> **Provided passage**:
++++++
We now store the tags in two separate tables

This commit is contained in:
Michael 2020-04-17 06:35:20 +00:00
parent d3f4e4d629
commit db657b0149
8 changed files with 121 additions and 98 deletions

View file

@ -141,31 +141,44 @@ function query_page_info($url, $photo = "", $keywords = false, $keyword_blacklis
return $data;
}
function add_page_keywords($url, $photo = "", $keywords = false, $keyword_blacklist = "", $return_array = false)
function add_page_keywords($url, $photo = "", $keywords = false, $keyword_blacklist = "")
++++++
> **Set problem 1**: How many files does the commit page say were changed?

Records
++++++
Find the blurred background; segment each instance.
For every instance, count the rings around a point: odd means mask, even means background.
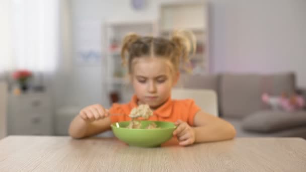
[[[65,135],[83,107],[128,101],[130,32],[193,31],[193,75],[293,71],[306,87],[305,18],[304,0],[0,0],[0,138]]]

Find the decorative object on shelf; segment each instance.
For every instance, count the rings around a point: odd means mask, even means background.
[[[28,81],[32,75],[32,72],[26,69],[16,70],[13,73],[13,77],[17,81],[23,92],[29,89]]]
[[[144,8],[146,1],[145,0],[131,0],[131,5],[133,9],[140,10]]]

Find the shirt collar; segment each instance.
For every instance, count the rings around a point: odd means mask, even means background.
[[[138,99],[135,95],[134,95],[131,100],[131,109],[132,109],[138,106],[137,102]],[[164,103],[161,107],[156,109],[153,111],[153,114],[162,118],[168,118],[170,116],[172,113],[172,106],[173,102],[171,100],[171,97]]]

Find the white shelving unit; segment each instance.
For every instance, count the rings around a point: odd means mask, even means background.
[[[192,31],[196,37],[197,51],[190,58],[193,74],[209,71],[207,14],[207,6],[203,2],[163,4],[160,8],[160,35],[169,37],[173,30],[182,29]]]
[[[104,82],[110,107],[111,94],[113,97],[118,96],[119,103],[124,103],[130,101],[133,94],[129,84],[127,66],[121,66],[120,51],[123,38],[131,32],[141,36],[156,36],[158,27],[157,22],[153,21],[112,21],[105,23],[104,27],[105,45],[103,49],[106,58],[102,60],[102,72],[106,74]]]

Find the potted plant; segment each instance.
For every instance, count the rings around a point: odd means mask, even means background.
[[[13,77],[17,81],[20,89],[24,92],[29,89],[28,80],[33,75],[32,73],[28,70],[18,70],[13,73]]]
++++++
> **Set problem 2**: In the records, write each line from the line with "Find the decorative" to the line with "[[[144,8],[146,1],[145,0],[131,0],[131,5],[133,9],[140,10]]]" as a string in a JSON list, skipping blank lines.

> **Full solution 1**: Eight files were changed.

> **Full solution 2**:
[
  "Find the decorative object on shelf; segment each instance.",
  "For every instance, count the rings around a point: odd means mask, even means background.",
  "[[[28,81],[32,75],[32,72],[26,69],[16,70],[13,73],[13,77],[17,81],[23,92],[29,89]]]",
  "[[[144,8],[146,1],[145,0],[131,0],[131,5],[133,9],[140,10]]]"
]